(Data records)
-- Opening Marker --

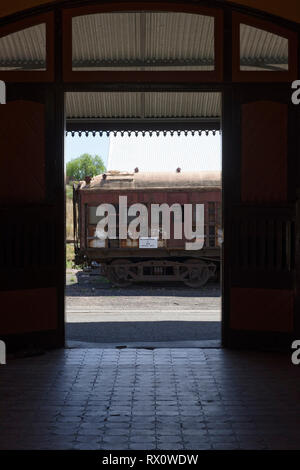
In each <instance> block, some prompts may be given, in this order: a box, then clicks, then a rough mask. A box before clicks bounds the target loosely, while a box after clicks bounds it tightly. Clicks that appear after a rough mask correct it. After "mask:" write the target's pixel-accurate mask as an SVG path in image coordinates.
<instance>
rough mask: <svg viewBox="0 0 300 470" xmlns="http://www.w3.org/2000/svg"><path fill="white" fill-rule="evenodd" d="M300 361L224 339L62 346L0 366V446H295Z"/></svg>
mask: <svg viewBox="0 0 300 470" xmlns="http://www.w3.org/2000/svg"><path fill="white" fill-rule="evenodd" d="M299 424H300V366H298V367H297V366H294V365H292V364H291V360H290V356H289V355H287V354H286V355H283V354H279V353H266V352H238V351H229V350H222V349H154V350H147V349H121V350H118V349H96V348H93V349H66V350H57V351H52V352H48V353H46V354H44V355H41V356H36V357H31V358H23V359H11V360H8V363H7V365H5V366H0V429H1V433H0V448H1V449H106V450H113V449H146V450H148V449H170V450H175V449H197V450H200V449H300V426H299Z"/></svg>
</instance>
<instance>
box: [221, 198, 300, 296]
mask: <svg viewBox="0 0 300 470" xmlns="http://www.w3.org/2000/svg"><path fill="white" fill-rule="evenodd" d="M295 221H296V210H295V207H294V206H287V207H259V206H252V207H251V206H236V207H235V210H234V212H233V215H232V225H231V234H230V235H231V236H230V238H231V244H232V258H231V278H232V284H233V285H241V284H243V283H246V285H249V282H250V284H251V285H252V286H253V283H262V284H261V285H264V286H266V285H267V284H269V281H270V282H271V283H272V284H273V287H276V286H277V287H279V288H280V287H281V288H282V287H284V285H285V284H286V282H288V283H291V282H292V280H293V277H294V270H295V265H294V258H295Z"/></svg>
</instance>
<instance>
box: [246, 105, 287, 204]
mask: <svg viewBox="0 0 300 470" xmlns="http://www.w3.org/2000/svg"><path fill="white" fill-rule="evenodd" d="M287 116H288V106H287V105H286V104H282V103H275V102H270V101H257V102H253V103H247V104H244V105H242V174H241V193H242V194H241V196H242V201H243V202H258V203H264V202H275V201H276V202H279V201H286V199H287V142H288V137H287V136H288V133H287Z"/></svg>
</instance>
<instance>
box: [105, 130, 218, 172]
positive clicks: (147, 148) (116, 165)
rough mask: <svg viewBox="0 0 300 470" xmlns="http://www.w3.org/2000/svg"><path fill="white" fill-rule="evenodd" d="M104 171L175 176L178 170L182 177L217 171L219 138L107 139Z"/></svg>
mask: <svg viewBox="0 0 300 470" xmlns="http://www.w3.org/2000/svg"><path fill="white" fill-rule="evenodd" d="M106 166H107V169H108V170H121V171H133V170H134V168H136V167H138V168H139V170H140V171H141V172H148V171H151V172H152V171H160V172H168V171H171V172H172V173H174V174H175V173H176V168H178V167H179V168H181V170H182V174H184V173H186V172H189V171H201V170H205V171H220V170H221V166H222V163H221V137H220V136H219V135H217V136H215V137H214V136H213V135H211V134H210V135H208V136H206V135H202V136H201V137H200V136H198V135H196V136H193V135H192V134H191V132H188V134H187V136H185V135H180V136H178V135H177V133H176V134H175V135H174V136H173V137H171V136H170V135H169V134H167V135H166V136H165V137H164V136H163V135H161V134H160V135H159V136H157V135H152V137H150V136H149V135H148V134H146V135H145V136H144V137H139V136H137V137H136V136H135V135H131V137H129V136H127V135H124V136H123V137H122V136H121V135H119V134H118V135H117V136H116V137H115V136H111V137H110V144H109V155H108V160H107V165H106Z"/></svg>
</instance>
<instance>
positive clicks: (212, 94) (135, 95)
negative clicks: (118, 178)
mask: <svg viewBox="0 0 300 470" xmlns="http://www.w3.org/2000/svg"><path fill="white" fill-rule="evenodd" d="M66 95H67V98H66V113H67V119H69V120H70V119H72V118H73V119H74V118H77V119H78V118H80V119H82V118H88V119H93V118H94V119H96V118H98V119H100V118H102V119H116V118H121V119H126V118H140V119H153V118H162V119H164V118H165V119H167V118H168V119H169V118H219V117H220V116H221V94H220V93H208V92H207V93H199V92H69V93H67V94H66Z"/></svg>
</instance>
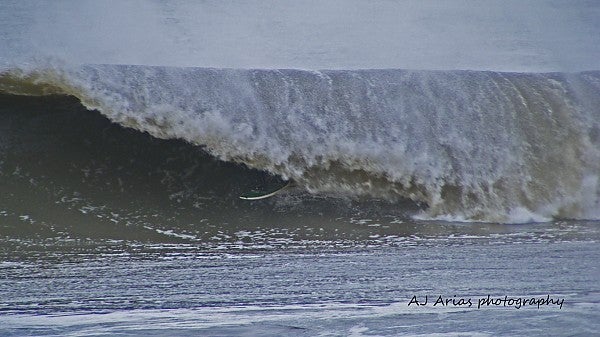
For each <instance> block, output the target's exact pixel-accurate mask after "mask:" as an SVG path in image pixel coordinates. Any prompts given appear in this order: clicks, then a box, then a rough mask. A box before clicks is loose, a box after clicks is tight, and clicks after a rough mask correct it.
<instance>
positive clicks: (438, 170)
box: [2, 65, 600, 222]
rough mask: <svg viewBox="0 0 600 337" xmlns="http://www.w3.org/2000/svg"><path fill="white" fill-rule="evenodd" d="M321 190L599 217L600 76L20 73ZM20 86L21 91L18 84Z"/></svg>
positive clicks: (496, 73)
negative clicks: (599, 94)
mask: <svg viewBox="0 0 600 337" xmlns="http://www.w3.org/2000/svg"><path fill="white" fill-rule="evenodd" d="M7 74H8V75H5V76H4V77H3V80H2V81H3V83H4V88H5V90H6V91H11V90H12V91H13V92H17V93H18V92H19V91H21V92H25V93H33V92H35V91H51V92H52V91H56V92H62V93H67V94H71V95H75V96H76V97H78V98H79V99H80V100H81V101H82V102H83V104H84V105H86V106H87V107H88V108H94V109H98V110H99V111H101V112H102V113H103V114H105V115H107V116H108V117H109V118H110V119H111V120H113V121H115V122H118V123H120V124H121V125H124V126H127V127H132V128H135V129H138V130H141V131H147V132H149V133H150V134H152V135H154V136H156V137H159V138H180V139H184V140H187V141H189V142H191V143H193V144H196V145H201V146H204V147H205V148H206V149H207V150H208V151H209V152H210V153H212V154H213V155H215V156H217V157H219V158H221V159H223V160H228V161H236V162H242V163H245V164H247V165H249V166H251V167H254V168H259V169H262V170H267V171H270V172H272V173H274V174H277V175H281V176H282V177H283V178H285V179H293V180H294V181H296V182H298V183H299V184H300V185H301V186H302V187H304V188H305V189H307V190H309V191H311V192H313V193H332V194H334V195H369V196H374V197H382V198H387V199H392V200H393V199H397V198H408V199H412V200H415V201H418V202H422V203H424V204H426V205H427V206H428V208H427V211H426V213H424V214H423V215H422V217H426V218H431V217H433V218H440V219H454V220H484V221H510V222H528V221H545V220H548V219H551V218H552V217H558V218H582V219H596V218H598V214H597V209H598V208H599V206H598V205H599V204H598V184H597V181H598V172H599V167H600V166H599V160H598V158H599V152H598V148H599V144H600V143H599V139H598V138H599V137H598V134H599V130H600V123H599V121H600V118H599V116H600V110H598V106H600V105H598V104H597V103H598V97H599V92H600V86H599V83H600V74H599V73H598V72H583V73H572V74H566V73H547V74H519V73H499V72H479V71H478V72H476V71H405V70H356V71H301V70H234V69H207V68H168V67H145V66H109V65H98V66H91V65H89V66H84V67H80V68H79V67H76V68H70V69H69V71H60V72H57V71H56V70H53V71H50V72H41V73H40V72H34V73H23V72H13V74H16V75H10V74H11V73H10V72H9V73H7ZM15 82H16V84H15Z"/></svg>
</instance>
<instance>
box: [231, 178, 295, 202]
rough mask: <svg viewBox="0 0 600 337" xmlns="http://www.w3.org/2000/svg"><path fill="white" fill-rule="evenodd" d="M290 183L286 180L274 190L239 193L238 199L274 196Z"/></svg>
mask: <svg viewBox="0 0 600 337" xmlns="http://www.w3.org/2000/svg"><path fill="white" fill-rule="evenodd" d="M291 184H292V181H291V180H290V181H288V182H287V183H286V184H285V185H284V186H283V187H280V188H278V189H276V190H274V191H267V192H265V191H252V192H248V193H245V194H242V195H240V199H244V200H260V199H266V198H269V197H272V196H274V195H275V194H277V193H279V192H281V191H283V190H285V189H286V188H288V187H290V186H291Z"/></svg>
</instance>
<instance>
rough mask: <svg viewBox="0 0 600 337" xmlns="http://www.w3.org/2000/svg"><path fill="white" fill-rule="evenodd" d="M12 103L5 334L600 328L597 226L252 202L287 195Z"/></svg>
mask: <svg viewBox="0 0 600 337" xmlns="http://www.w3.org/2000/svg"><path fill="white" fill-rule="evenodd" d="M0 101H1V102H2V104H1V106H2V110H1V113H2V130H3V132H2V136H3V142H2V144H3V147H2V153H3V157H2V158H3V159H2V166H1V170H0V178H1V180H0V182H1V184H2V195H1V196H0V198H1V199H0V200H1V202H2V203H1V205H2V209H0V220H1V223H0V261H1V262H0V294H2V295H1V297H0V335H3V336H83V335H85V336H90V335H94V336H102V335H124V336H141V335H144V336H171V335H189V334H197V335H207V336H242V335H249V336H253V335H261V336H263V335H272V336H284V335H288V336H297V335H305V336H317V335H321V336H346V335H353V336H377V335H438V336H439V335H483V336H487V335H489V336H491V335H498V334H502V335H514V336H519V335H523V334H530V333H542V332H544V333H547V332H551V333H552V334H555V335H591V334H593V333H595V332H597V331H598V329H599V328H600V326H599V324H598V323H597V322H598V318H599V316H600V315H599V314H598V310H599V309H600V286H599V284H600V283H599V282H598V280H600V268H599V265H598V259H599V258H600V248H599V247H600V246H599V245H598V240H599V239H600V230H599V228H600V227H599V226H600V224H599V223H598V222H597V221H575V220H555V221H552V222H547V223H539V224H518V225H508V224H493V223H487V224H485V223H452V222H437V221H419V220H415V219H414V215H415V214H418V213H419V212H420V211H421V209H422V208H423V207H426V206H425V205H419V204H415V203H412V202H408V201H405V202H388V201H385V200H377V199H372V198H367V199H344V198H337V197H335V198H334V197H324V196H313V195H309V194H307V193H306V192H304V191H303V190H290V191H288V192H287V193H284V194H282V195H279V196H276V197H274V198H272V199H268V200H264V201H262V202H247V201H243V200H239V199H238V198H237V196H238V195H239V194H240V193H242V192H244V191H247V190H248V189H251V188H254V187H257V186H262V185H264V184H278V183H280V182H278V181H277V179H276V178H274V177H270V176H269V175H267V174H266V173H263V172H259V171H253V170H250V169H248V168H245V167H243V166H239V165H234V164H228V163H224V162H220V161H217V160H216V159H214V158H211V157H210V156H208V155H206V154H205V153H203V152H202V150H201V149H199V148H197V147H194V146H191V145H189V144H186V143H184V142H180V141H172V140H171V141H166V140H157V139H154V138H152V137H150V136H149V135H146V134H142V133H139V132H136V131H133V130H127V129H124V128H122V127H120V126H118V125H115V124H111V123H110V122H109V121H108V120H106V119H105V118H104V117H101V116H100V115H99V114H98V113H97V112H90V111H87V110H85V109H84V108H83V107H82V106H81V105H80V104H79V103H78V102H77V101H76V100H75V99H72V98H68V97H59V96H50V97H41V98H34V97H18V96H6V95H5V96H2V97H1V99H0ZM488 295H489V296H490V298H489V300H487V301H486V299H487V296H488ZM413 296H416V297H415V299H416V301H418V302H419V303H420V304H422V303H423V301H424V300H425V297H426V296H427V301H428V302H427V305H423V306H417V305H416V304H415V303H414V302H413V303H411V300H413ZM439 296H442V300H443V301H444V304H445V305H441V304H440V303H438V304H436V305H434V304H435V302H436V301H437V300H438V298H439ZM505 296H506V298H505ZM445 299H451V300H454V302H452V301H450V302H448V303H446V302H445ZM518 299H522V300H521V302H520V303H521V305H518V303H519V302H517V300H518ZM523 299H527V300H528V302H527V303H524V302H523ZM532 299H533V300H534V301H535V302H533V303H534V304H532ZM502 300H505V301H502ZM542 300H543V301H542ZM548 300H550V302H549V303H548ZM469 301H470V302H469ZM480 301H483V302H480ZM559 301H560V304H559ZM469 303H470V304H471V306H469V305H468V304H469ZM409 304H410V305H409ZM538 304H539V307H538Z"/></svg>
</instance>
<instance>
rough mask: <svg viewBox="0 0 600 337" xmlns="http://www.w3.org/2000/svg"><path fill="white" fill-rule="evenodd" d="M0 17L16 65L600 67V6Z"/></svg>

-- Closing Marker --

* _AIM OF THE EXERCISE_:
Using the data above, reproduce exactly the lines between those holding "box: [105, 130, 218, 172]" and "positive clicks: (147, 148) (116, 165)", inclusive, and no others.

* _RESULT OF THE EXERCISE_:
box: [105, 130, 218, 172]
positive clicks: (147, 148) (116, 165)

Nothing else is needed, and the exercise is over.